Task description ->
Reproduce all entries precisely as they are written.

Listed records ->
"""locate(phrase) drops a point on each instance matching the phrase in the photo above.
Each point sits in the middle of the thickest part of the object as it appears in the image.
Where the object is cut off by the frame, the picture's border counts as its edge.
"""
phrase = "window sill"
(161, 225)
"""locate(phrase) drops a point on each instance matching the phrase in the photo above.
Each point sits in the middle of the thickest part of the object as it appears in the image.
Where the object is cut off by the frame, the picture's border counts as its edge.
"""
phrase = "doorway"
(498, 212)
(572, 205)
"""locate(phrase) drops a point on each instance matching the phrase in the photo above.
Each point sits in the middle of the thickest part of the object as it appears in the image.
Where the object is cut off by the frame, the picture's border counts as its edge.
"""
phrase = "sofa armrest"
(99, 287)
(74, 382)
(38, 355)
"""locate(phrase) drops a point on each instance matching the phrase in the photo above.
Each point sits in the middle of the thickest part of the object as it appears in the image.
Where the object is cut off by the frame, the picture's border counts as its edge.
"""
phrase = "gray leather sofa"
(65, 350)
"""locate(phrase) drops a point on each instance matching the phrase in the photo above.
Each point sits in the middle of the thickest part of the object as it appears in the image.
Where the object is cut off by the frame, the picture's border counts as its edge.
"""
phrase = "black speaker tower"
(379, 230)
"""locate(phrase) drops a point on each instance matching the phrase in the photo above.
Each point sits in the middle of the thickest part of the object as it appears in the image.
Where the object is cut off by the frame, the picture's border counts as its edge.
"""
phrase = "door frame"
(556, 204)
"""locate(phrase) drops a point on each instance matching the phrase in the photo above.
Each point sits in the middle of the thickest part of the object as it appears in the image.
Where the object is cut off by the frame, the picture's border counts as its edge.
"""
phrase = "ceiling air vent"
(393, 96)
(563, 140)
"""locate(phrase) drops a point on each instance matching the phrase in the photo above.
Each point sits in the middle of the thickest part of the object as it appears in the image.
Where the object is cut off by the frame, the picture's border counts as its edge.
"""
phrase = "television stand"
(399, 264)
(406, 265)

Solved exercise ->
"""locate(phrase) drops a point on each instance matching the phrase in the photo above.
Each point sits in the middle of the thickest part of the object as it appears in the image.
Where the object is cut off by the frame, the picture's border counts as its edge.
"""
phrase = "window sill"
(161, 225)
"""locate(phrase) drops a point on each instance matching the phrase in the photo above.
Each point sits in the middle of the thickest part of the object as it appears in the image.
Where the object is cut off by the frame, the picture's border counts as its edge.
"""
phrase = "doorway"
(498, 212)
(572, 205)
"""locate(phrase) drops a point on each instance matching the phrase in the photo above.
Each point sits in the middle of the thickest part of the object as it appears in the image.
Where the object is cut off by the frame, the picture's border counts as its edge.
"""
phrase = "sofa armrest"
(99, 287)
(74, 382)
(38, 355)
"""locate(phrase) drops a point on each instance matching the phrase in the photo above.
Each point sits in the middle of the thickest part of the object as it appears in the image.
Where the object is cut off by the frame, the picture's border counts as its edge.
"""
phrase = "gray leather sofa"
(65, 350)
"""locate(phrase) drops a point on each instance matching the phrase in the photo above.
Each point sits in the middle of the thickest part of the object as it appears in the image.
Where the object is cut off by the frame, the picture's border counts as its edge.
"""
phrase = "black speaker tower"
(379, 230)
"""locate(phrase) drops a point on each instance matching the phrase in the photo above.
Each point sits in the middle of the thickest part of the object as it appears in the image.
Where the object is cut off by the frame, the picture's border counts as its edge.
"""
phrase = "door frame"
(556, 204)
"""locate(phrase) drops a point on each instance matching the phrase in the photo above.
Each point sits in the middle of the thickest part of the object as it appears in the image.
Where the object is cut off by the frame, the picture's border counts as its edge.
"""
phrase = "ceiling air vent"
(393, 96)
(563, 140)
"""locate(phrase) drops a point on each instance matching the phrase in the photo above.
Each point sits in the middle of the thickest part of the object as it appears in the image.
Where the object is cut off by the frame, the picture's border counts as its edge.
"""
phrase = "television stand"
(399, 264)
(406, 265)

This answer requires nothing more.